■ TASK DESCRIPTION ■
Update the listing below by changing every "small tree" to "sapling" and leaving everything else as it is. Omit the pictures from your answer.

Point annotations for photos
+---+

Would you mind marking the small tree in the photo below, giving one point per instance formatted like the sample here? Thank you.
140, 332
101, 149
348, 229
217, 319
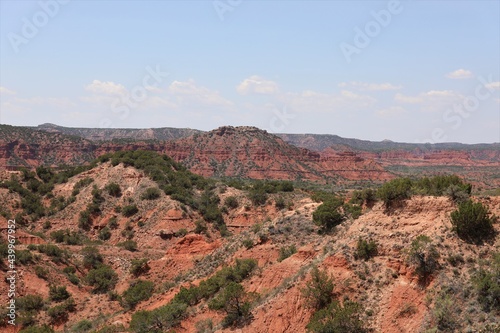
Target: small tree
91, 257
102, 279
472, 222
113, 189
395, 191
327, 215
423, 256
137, 292
365, 249
319, 291
233, 300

+---+

■ EXERCISE SOLUTION ■
Would you mind marking the sapling in the photo below, giving one point per instance formatted like the sample here? Thank you.
140, 332
101, 149
348, 229
217, 319
Target: sapling
91, 257
102, 279
472, 222
113, 189
395, 191
327, 215
423, 256
137, 292
365, 249
319, 291
233, 300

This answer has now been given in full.